How a family allowance could end poverty

Like Clinton and Bush, Obama has emphasized marriage as a solution to poverty, often appearing to diagnose the problem culturally, specifically to blacks. But while the government has spent hundreds of millions in aid to the poor, coaxing them to marry these last few years, the needle hasn’t budged. And even Charles Murray, intellectual architect of the Clinton repeal, has given up his prescription, which was based on the old argument that welfare breeds “illegitimacy” (which plateaued before the reform). Despite greater intellectual devotion to marriage—across class lines—a legal marriage faces a higher risk of failure in capitalist America, which spends the least on its citizens, than a common-law marriage does in socialist Sweden, which spends the most.

It is doubtful that cash assistance to the poor will be a major vote-getter anytime soon. But all three of the last presidents have made real efforts in the family-policy area to institute or expand paid leave. This is a tacit acknowledgment of the rise of the “sandwich generation,” the majority of middle-class parents, who now work, raise kids, and care for aging or sick family members under conditions of increasing economic hardship. Since the late 1990s, Democrats have formally and informally attempted to become policy leaders on this issue, as with so many in the past. Hillary Clinton, the Democrats’ presumptive presidential nominee, has recently suggested this might be a centerpiece of her administration as the first woman president. And yet, with her right-leaning economic views, she is not likely to push America to join the rest of the world in adopting child stipends, too—as Moynihan, her predecessor in the Senate, did 50 years ago.

But, with dual-income households now the overwhelming norm for the core electorate, the constituency for a diverse national family policy has never been larger. And for tens of millions of poor, working, and middle-class families, a universal program granting cash support for the most economically difficult years of parenthood would be a major relief. Economic pressure, in any case, is only likely to grow for a population that is already severely overworked, underpaid, and much deserving of a break.

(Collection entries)

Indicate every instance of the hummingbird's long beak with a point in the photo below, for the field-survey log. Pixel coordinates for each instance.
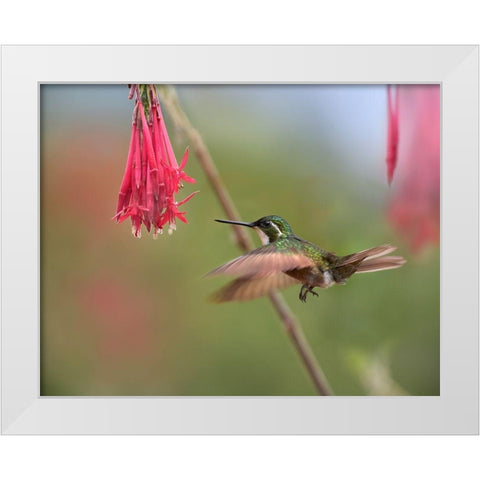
(235, 223)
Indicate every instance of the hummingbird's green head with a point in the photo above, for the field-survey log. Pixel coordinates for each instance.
(269, 228)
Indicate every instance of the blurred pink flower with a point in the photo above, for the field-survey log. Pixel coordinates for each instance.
(413, 157)
(152, 176)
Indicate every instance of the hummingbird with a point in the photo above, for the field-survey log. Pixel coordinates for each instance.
(285, 259)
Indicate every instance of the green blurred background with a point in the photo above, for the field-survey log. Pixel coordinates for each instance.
(127, 316)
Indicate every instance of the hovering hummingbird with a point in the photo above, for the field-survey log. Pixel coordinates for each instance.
(285, 259)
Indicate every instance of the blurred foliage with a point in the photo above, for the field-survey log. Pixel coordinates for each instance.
(123, 316)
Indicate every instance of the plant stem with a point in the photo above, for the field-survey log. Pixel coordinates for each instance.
(244, 242)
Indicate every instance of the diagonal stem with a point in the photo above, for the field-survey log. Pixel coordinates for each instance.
(244, 242)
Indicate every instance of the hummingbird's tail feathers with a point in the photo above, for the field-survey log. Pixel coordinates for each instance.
(248, 288)
(380, 263)
(366, 254)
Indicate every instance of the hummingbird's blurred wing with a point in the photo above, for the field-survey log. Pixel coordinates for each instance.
(248, 288)
(366, 254)
(265, 260)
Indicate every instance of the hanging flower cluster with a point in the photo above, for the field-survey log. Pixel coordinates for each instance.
(413, 157)
(152, 176)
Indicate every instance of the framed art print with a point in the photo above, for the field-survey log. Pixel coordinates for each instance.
(126, 308)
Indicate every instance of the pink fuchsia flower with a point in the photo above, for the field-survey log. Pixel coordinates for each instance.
(413, 158)
(152, 175)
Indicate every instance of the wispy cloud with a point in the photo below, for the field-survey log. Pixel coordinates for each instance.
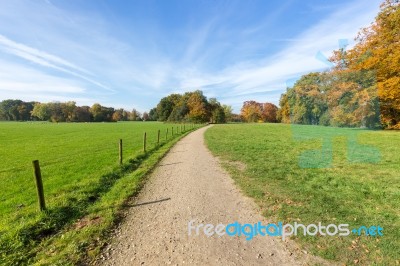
(50, 52)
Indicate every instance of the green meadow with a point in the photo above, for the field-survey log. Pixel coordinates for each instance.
(84, 184)
(311, 174)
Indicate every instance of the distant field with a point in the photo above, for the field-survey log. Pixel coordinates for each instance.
(74, 159)
(275, 164)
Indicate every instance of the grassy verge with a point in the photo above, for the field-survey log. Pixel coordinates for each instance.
(79, 217)
(268, 162)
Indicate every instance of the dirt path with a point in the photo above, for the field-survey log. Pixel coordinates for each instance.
(190, 184)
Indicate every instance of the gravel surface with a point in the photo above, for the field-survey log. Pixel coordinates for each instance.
(188, 184)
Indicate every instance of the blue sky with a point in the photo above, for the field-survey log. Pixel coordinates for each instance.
(130, 54)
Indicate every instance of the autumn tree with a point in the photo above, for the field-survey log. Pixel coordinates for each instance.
(269, 112)
(198, 107)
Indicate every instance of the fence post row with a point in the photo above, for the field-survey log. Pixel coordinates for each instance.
(39, 185)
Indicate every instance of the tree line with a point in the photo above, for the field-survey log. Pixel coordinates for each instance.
(363, 87)
(193, 107)
(17, 110)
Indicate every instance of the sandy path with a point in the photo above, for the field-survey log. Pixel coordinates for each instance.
(190, 184)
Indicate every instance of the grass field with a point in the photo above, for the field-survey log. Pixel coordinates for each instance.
(83, 184)
(278, 166)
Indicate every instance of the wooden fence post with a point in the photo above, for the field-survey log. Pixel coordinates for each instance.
(144, 142)
(39, 185)
(120, 151)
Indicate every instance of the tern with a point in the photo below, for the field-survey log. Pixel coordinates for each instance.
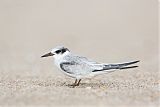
(79, 67)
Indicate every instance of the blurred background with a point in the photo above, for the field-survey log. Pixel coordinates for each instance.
(108, 31)
(103, 30)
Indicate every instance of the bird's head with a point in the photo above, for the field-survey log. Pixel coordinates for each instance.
(57, 52)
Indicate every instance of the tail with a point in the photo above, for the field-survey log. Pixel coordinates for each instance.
(120, 66)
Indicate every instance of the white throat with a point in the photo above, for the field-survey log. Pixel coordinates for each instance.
(60, 58)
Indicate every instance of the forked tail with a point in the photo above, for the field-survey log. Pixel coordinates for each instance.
(120, 66)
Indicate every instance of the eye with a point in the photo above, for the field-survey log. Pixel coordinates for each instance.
(58, 51)
(63, 50)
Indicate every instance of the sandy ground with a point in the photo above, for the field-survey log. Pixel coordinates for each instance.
(104, 30)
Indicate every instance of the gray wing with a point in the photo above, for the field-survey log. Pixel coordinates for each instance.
(79, 65)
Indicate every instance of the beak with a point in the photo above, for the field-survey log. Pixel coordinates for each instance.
(48, 54)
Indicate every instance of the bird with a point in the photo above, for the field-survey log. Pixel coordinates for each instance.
(79, 67)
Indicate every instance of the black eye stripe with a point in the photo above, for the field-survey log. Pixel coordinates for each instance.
(63, 50)
(58, 51)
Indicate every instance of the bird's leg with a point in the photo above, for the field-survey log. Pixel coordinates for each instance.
(78, 82)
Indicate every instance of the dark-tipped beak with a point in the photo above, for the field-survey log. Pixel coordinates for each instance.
(48, 54)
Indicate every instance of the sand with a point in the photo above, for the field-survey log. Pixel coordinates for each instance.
(104, 31)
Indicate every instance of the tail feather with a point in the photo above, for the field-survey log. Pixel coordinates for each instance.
(128, 67)
(120, 66)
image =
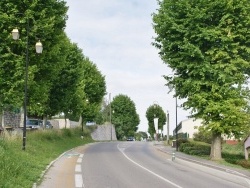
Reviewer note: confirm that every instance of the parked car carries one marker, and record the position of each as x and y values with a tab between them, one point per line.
49	125
37	124
130	138
34	123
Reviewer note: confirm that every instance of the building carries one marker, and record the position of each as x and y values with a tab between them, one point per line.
187	128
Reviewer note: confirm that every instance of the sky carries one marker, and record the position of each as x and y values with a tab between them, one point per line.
117	36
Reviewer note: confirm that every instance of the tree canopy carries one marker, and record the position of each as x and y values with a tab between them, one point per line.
124	116
155	111
207	44
61	79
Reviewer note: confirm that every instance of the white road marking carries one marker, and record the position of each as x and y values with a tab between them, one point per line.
78	181
78	168
79	160
144	168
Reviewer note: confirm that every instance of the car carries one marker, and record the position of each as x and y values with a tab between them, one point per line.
34	123
130	138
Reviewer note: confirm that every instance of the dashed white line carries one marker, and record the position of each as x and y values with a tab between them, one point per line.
144	168
78	181
78	169
79	160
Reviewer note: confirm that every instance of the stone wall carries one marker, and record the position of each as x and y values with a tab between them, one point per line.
103	133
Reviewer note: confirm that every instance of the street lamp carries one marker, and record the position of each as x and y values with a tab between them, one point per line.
39	49
176	123
168	127
156	120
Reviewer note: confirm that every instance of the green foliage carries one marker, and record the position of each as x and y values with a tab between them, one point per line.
125	117
23	168
207	45
155	111
141	135
203	135
35	19
61	78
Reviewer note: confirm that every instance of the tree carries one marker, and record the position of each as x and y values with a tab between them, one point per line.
207	44
95	90
34	19
155	111
124	117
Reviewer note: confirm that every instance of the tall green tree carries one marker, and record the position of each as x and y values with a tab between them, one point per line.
124	116
94	88
155	111
207	44
44	20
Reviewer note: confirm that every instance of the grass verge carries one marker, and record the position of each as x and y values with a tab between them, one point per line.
20	169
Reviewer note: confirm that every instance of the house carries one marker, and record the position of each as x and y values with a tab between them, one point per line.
187	128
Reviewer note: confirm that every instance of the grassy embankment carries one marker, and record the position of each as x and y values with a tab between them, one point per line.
232	155
20	169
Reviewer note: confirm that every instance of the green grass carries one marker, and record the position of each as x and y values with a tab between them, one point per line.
232	155
20	169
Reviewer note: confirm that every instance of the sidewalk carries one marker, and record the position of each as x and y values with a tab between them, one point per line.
212	164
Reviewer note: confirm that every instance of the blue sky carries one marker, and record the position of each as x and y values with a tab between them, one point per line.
116	35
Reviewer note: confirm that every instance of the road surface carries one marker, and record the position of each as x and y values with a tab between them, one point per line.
133	165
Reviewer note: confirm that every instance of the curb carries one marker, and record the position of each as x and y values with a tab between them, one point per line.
234	172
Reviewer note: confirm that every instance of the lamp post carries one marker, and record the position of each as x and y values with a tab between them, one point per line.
39	49
176	124
168	127
156	120
110	116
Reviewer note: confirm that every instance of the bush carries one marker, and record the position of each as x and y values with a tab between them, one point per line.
244	163
22	168
195	148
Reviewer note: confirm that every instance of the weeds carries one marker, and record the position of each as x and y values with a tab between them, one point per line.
22	168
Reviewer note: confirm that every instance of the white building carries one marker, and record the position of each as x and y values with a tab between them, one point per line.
188	127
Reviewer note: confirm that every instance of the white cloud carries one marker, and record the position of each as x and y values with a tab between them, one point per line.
116	35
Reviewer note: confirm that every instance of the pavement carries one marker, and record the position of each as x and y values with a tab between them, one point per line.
194	159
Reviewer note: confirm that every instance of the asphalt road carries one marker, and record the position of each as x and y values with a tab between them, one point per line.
133	165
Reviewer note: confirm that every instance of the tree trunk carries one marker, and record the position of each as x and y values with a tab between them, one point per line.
216	147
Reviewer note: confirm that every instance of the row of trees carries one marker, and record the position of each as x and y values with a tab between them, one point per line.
61	79
207	45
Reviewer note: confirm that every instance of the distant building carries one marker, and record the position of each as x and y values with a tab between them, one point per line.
187	128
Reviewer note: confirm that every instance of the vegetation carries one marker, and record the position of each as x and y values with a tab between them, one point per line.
21	169
124	116
61	79
231	154
207	45
155	111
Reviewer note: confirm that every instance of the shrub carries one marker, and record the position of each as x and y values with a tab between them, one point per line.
244	163
195	148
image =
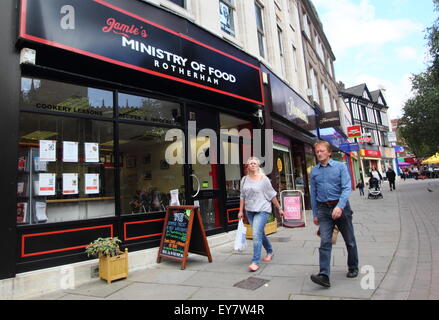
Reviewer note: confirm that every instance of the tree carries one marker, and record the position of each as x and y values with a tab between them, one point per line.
420	122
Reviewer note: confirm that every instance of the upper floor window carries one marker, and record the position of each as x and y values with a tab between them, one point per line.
226	16
180	3
306	27
260	29
365	95
314	85
281	49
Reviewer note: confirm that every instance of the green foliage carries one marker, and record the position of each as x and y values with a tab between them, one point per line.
108	247
420	121
270	218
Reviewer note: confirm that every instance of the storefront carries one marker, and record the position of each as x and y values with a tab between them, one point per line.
370	159
115	105
293	122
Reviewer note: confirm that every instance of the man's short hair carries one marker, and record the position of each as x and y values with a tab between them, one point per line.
323	143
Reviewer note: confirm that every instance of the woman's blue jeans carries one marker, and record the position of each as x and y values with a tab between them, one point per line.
258	220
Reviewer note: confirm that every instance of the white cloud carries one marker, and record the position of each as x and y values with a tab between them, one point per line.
348	25
407	53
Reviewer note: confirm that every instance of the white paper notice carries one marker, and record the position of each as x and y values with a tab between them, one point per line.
70	183
174	197
47	150
91	183
91	152
40	211
46	184
70	151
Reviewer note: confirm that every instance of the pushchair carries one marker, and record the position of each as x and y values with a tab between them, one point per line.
374	189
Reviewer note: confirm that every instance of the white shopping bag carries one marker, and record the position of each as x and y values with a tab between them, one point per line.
240	239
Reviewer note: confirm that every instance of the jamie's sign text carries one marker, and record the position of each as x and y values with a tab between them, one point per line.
103	31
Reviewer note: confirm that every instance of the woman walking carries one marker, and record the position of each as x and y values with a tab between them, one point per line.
257	194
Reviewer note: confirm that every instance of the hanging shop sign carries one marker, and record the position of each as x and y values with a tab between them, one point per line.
329	119
103	31
370	153
354	131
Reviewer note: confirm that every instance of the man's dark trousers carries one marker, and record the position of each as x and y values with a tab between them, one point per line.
344	224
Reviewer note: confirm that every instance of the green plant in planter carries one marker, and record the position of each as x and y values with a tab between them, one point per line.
270	218
108	247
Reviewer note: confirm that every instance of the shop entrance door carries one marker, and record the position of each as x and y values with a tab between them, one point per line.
203	156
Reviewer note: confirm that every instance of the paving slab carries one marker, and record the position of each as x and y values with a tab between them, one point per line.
153	291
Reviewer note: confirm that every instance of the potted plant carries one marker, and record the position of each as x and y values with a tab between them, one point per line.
270	227
113	263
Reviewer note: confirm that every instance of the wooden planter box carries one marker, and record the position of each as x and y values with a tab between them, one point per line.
114	268
270	227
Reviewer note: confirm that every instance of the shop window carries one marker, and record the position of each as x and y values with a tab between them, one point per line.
282	177
65	169
138	108
146	177
227	16
235	151
53	96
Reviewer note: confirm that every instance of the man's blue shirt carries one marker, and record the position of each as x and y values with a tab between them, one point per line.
330	183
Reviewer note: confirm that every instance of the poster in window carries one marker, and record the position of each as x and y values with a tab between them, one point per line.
70	151
40	211
46	184
22	215
91	183
47	150
70	183
91	152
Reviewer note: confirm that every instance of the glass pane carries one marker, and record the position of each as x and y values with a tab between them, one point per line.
47	95
259	22
179	2
232	129
148	109
65	169
146	178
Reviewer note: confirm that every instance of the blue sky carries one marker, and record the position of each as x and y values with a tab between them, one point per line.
378	42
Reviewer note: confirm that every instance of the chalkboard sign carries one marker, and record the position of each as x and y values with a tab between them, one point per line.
183	232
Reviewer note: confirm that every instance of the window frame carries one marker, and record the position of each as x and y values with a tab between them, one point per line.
115	120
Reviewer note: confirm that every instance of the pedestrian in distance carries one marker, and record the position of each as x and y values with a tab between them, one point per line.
391	176
330	190
375	178
257	195
360	186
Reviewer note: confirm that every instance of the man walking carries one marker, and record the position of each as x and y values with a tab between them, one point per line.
391	176
330	189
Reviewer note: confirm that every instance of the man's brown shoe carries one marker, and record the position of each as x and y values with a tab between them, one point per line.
321	279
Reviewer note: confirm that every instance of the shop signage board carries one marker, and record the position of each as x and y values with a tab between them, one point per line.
354	131
183	232
100	30
371	153
290	105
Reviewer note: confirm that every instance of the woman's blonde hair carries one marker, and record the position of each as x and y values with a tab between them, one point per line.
261	171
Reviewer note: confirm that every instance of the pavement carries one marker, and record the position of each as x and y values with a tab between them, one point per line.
398	246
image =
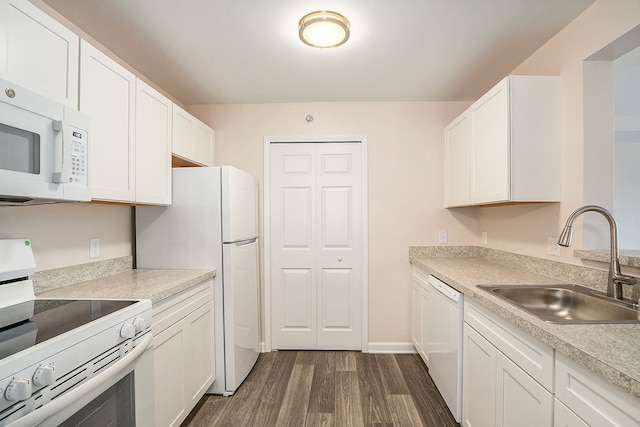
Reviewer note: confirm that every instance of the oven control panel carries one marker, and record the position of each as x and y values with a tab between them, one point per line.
56	366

__Tasks and exercises__:
a) Write out the stretch of the family allowance article from "But, with dual-income" through "of a break.".
b) In the family allowance article, who was Hillary Clinton's predecessor in the Senate?

__Solved tasks__:
a)
But, with dual-income households now the overwhelming norm for the core electorate, the constituency for a diverse national family policy has never been larger. And for tens of millions of poor, working, and middle-class families, a universal program granting cash support for the most economically difficult years of parenthood would be a major relief. Economic pressure, in any case, is only likely to grow for a population that is already severely overworked, underpaid, and much deserving of a break.

b) Moynihan